A flotation method of placing a pipe string into a deviated, liquid filled hole is also known. This method is illustrated in U.S. Pat. No. 4,384,616. After providing a means to plug the ends of a pipe string portion, the plugable portion is filled with a low density, miscible fluid to provide a buoyant force. The low density fluid must be miscible with the well bore fluids and the formation. Miscibility is required to avoid a burp or "kick" to or from the formation outside the pipe string when plugged portion fluid is discharged to the formation/well bore. Circulation of drilling mud is also not possible during running or feeding the plugged string into the wellbore. After feeding the plugged string into the well bore, the plugs are drilled out and the low density miscible fluid is forced into the well bore/pipe annulus. Further casing operations, if any, (i.e., cementing) are accomplished without the assistance of a low density miscible fluid providing a buoyant force.

The known string flotation method requires added risk and well completion steps, especially if cementing is required. The low density fluids compatible with the formation and bore fluid must be circulated out ahead of a cement slurry. This requires drilling out the plug(s) prior to cementing of the casing or liner string. Subsequent to the cementing, a second drilling out (of hardened ) is frequently also required. The multiple drilling steps drilling result in costly well completions and increase the risk of damage to the pipe string and formation.

None of the current approaches known to the inventors allow the flotation of a string into a high drag slanted well without a multi-step completion process. The cost of the miscible fluid and multi step completion process has apparently resulted in little or no commercially practical application of the current flotation method.

A simplified flotation device and method are needed to allow the placement and completion of long pipe strings in extended reach well bores. The method and device should also be safe, reliable, and cost effective.

•••••

■ **SHORT EXERCISE 1**: Reproduce the stretch of the entries below from the line containing "Target: green foliage" through the end of the entries, keeping every line unchanged.

■ **MATERIALS PROVIDED**:
•••••

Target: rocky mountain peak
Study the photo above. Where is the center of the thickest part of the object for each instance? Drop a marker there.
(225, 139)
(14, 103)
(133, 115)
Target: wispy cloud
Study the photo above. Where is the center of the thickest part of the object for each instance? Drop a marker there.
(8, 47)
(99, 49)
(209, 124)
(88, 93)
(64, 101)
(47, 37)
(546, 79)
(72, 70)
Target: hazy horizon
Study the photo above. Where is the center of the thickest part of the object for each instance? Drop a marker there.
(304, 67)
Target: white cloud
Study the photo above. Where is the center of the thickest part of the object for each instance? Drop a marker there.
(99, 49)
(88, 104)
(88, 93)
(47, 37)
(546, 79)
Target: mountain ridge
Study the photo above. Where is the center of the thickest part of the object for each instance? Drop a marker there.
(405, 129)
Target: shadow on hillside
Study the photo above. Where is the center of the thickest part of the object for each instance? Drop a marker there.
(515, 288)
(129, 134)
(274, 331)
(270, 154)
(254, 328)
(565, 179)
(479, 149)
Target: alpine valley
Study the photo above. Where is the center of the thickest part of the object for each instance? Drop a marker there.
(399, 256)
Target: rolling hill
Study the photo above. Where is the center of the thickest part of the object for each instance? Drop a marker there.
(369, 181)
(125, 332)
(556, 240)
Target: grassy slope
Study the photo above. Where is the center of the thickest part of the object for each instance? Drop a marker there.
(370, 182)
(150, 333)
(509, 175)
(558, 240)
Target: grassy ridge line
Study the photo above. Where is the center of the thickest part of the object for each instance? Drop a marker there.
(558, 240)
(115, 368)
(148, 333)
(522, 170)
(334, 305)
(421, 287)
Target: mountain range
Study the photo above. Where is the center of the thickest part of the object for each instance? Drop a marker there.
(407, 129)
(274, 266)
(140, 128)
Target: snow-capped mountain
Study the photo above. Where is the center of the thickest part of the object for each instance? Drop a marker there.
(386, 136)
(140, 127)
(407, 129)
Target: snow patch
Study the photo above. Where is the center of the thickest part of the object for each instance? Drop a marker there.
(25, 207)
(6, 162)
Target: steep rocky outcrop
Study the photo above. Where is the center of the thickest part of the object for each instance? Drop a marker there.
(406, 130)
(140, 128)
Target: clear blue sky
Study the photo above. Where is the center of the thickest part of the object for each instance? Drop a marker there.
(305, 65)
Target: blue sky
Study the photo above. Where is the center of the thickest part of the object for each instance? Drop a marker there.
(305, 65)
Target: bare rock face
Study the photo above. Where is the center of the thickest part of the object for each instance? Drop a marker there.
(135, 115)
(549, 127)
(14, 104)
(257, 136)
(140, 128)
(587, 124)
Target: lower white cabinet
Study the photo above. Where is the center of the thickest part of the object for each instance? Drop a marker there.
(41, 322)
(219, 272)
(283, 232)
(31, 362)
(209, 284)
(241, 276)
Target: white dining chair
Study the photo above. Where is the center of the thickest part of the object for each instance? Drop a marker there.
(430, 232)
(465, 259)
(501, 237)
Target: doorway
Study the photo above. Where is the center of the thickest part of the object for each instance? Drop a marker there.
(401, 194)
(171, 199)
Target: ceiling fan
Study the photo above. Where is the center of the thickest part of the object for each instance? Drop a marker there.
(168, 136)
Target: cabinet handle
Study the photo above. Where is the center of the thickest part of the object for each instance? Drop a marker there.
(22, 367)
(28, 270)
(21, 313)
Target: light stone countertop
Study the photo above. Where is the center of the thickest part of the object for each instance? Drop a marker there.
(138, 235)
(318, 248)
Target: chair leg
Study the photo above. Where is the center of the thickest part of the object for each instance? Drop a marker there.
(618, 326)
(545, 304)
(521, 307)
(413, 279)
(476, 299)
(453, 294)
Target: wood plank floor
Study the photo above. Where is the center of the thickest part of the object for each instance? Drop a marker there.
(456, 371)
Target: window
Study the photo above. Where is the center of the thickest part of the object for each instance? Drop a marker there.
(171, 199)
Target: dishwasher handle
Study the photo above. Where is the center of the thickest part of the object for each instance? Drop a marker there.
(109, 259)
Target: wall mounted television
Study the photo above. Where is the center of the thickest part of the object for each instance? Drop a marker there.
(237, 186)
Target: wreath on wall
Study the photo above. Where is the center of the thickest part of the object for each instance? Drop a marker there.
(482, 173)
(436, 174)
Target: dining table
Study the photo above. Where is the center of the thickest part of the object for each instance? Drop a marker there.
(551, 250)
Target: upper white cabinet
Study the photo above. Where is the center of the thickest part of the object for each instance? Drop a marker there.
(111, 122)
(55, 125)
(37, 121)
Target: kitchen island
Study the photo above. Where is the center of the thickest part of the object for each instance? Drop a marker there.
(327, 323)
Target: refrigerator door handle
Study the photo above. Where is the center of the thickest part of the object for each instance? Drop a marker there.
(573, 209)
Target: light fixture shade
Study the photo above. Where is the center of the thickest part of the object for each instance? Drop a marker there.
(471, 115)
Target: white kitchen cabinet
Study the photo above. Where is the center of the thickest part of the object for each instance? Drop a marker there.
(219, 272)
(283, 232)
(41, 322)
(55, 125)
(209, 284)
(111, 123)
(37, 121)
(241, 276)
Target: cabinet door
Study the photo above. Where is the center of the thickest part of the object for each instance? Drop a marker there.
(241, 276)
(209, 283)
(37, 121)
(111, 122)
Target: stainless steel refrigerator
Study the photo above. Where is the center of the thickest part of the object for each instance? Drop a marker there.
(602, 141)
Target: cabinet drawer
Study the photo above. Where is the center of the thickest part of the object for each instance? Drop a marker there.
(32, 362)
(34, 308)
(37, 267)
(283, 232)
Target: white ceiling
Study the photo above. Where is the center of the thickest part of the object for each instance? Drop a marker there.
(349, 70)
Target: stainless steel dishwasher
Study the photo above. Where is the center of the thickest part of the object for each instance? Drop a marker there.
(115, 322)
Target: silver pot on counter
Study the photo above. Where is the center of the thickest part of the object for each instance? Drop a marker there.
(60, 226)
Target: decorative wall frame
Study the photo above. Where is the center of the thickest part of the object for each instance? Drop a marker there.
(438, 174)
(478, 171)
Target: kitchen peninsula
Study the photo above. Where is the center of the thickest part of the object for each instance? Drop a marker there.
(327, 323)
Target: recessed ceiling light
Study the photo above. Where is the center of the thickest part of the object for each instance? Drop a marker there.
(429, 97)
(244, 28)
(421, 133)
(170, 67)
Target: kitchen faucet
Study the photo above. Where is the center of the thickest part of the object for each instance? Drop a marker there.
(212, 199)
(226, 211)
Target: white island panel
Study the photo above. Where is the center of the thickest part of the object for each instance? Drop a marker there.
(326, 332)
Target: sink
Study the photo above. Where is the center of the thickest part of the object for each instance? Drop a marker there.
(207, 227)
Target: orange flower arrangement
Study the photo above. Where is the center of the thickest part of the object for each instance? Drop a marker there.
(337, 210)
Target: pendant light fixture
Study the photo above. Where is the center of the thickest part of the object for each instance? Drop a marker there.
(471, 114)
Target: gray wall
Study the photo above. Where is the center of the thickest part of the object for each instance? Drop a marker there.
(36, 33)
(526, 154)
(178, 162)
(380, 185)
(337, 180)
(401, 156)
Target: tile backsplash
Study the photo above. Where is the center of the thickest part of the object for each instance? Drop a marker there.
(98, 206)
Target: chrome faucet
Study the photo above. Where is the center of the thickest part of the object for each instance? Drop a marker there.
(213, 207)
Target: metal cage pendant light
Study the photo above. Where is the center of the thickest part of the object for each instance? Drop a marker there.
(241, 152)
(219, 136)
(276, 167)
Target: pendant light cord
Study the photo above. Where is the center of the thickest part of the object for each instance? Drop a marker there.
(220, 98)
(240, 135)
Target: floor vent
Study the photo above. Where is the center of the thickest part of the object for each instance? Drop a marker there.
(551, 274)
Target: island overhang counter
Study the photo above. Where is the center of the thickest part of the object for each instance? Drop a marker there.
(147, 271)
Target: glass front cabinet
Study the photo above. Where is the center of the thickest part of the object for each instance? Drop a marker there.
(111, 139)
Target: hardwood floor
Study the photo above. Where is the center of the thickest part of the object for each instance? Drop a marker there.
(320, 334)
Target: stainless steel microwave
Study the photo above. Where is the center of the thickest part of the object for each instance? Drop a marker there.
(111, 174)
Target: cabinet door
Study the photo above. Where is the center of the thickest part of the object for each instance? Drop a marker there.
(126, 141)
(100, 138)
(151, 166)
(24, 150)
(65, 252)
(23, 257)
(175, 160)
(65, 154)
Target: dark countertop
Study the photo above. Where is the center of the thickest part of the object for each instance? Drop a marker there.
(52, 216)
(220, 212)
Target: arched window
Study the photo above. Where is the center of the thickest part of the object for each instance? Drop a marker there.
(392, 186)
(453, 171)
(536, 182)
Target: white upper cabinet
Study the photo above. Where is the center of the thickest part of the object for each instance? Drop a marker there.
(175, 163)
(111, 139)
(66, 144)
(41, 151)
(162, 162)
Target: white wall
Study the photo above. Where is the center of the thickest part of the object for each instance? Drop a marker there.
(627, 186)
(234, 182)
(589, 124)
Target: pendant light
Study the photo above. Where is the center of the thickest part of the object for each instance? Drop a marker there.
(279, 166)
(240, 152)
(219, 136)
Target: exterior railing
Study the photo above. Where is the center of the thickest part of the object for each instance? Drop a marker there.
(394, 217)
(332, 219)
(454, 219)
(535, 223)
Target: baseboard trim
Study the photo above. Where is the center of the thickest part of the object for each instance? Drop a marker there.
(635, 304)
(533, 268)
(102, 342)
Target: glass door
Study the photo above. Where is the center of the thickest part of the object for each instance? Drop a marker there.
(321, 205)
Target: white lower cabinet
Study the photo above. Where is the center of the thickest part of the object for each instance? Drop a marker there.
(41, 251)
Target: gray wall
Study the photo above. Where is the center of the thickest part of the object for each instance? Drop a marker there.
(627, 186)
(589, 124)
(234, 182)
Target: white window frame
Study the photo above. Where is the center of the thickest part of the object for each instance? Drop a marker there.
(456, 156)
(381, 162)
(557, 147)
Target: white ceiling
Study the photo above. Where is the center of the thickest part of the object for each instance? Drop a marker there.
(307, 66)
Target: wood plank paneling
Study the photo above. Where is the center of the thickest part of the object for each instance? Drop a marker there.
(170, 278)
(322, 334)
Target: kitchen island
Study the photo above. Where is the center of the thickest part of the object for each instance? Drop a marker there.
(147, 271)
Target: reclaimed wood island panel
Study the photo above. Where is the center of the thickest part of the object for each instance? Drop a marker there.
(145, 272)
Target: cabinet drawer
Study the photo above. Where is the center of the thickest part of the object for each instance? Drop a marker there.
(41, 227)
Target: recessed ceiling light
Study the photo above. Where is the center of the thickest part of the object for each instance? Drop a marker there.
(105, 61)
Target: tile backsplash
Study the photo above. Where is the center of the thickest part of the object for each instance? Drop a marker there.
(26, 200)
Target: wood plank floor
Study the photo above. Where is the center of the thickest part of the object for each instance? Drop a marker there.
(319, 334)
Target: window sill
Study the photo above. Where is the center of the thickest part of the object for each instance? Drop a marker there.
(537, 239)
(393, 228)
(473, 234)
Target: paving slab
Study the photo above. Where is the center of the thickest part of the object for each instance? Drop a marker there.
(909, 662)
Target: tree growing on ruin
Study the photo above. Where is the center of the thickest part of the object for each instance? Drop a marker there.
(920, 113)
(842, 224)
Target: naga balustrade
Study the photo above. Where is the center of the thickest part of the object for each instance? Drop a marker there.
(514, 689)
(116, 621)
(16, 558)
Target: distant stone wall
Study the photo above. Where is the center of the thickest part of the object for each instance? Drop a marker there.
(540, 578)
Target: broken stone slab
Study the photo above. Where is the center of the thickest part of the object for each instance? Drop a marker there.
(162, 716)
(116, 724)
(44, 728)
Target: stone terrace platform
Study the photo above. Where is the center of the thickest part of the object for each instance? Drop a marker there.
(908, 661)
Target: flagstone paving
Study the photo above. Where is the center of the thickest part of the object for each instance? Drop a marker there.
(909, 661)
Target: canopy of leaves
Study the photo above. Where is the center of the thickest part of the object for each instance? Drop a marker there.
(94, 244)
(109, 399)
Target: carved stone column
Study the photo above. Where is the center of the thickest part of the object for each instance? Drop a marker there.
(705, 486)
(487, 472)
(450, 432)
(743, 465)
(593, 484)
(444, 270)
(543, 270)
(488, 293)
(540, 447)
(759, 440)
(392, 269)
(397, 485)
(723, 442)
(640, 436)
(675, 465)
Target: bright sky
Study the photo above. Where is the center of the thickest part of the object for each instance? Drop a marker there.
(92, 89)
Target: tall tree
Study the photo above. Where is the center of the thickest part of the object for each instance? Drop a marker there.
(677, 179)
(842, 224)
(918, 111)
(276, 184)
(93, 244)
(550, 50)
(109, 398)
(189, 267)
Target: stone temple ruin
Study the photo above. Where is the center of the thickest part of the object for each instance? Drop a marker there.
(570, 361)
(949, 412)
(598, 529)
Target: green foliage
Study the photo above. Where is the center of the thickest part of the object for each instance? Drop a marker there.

•••••

■ **SHORT EXERCISE 2**: Do these statements agree with the passage on pipe string flotation? Answer yes or no for each, and quote the words of the passage that decide it. (a) The low density fluid has to be miscible with the well bore fluids and the formation. (b) Drilling mud can be circulated while the plugged string is fed into the wellbore. (c) The plugs must be drilled out before the casing or liner string is cemented.

■ **SOLUTION 1**:
Target: green foliage
Study the photo above. Where is the center of the thickest part of the object for each instance? Drop a marker there.

■ **SOLUTION 2**:
(a) Yes: "The low density fluid must be miscible with the well bore fluids and the formation."
(b) No: "Circulation of drilling mud is also not possible during running or feeding the plugged string into the wellbore."
(c) Yes: "This requires drilling out the plug(s) prior to cementing of the casing or liner string."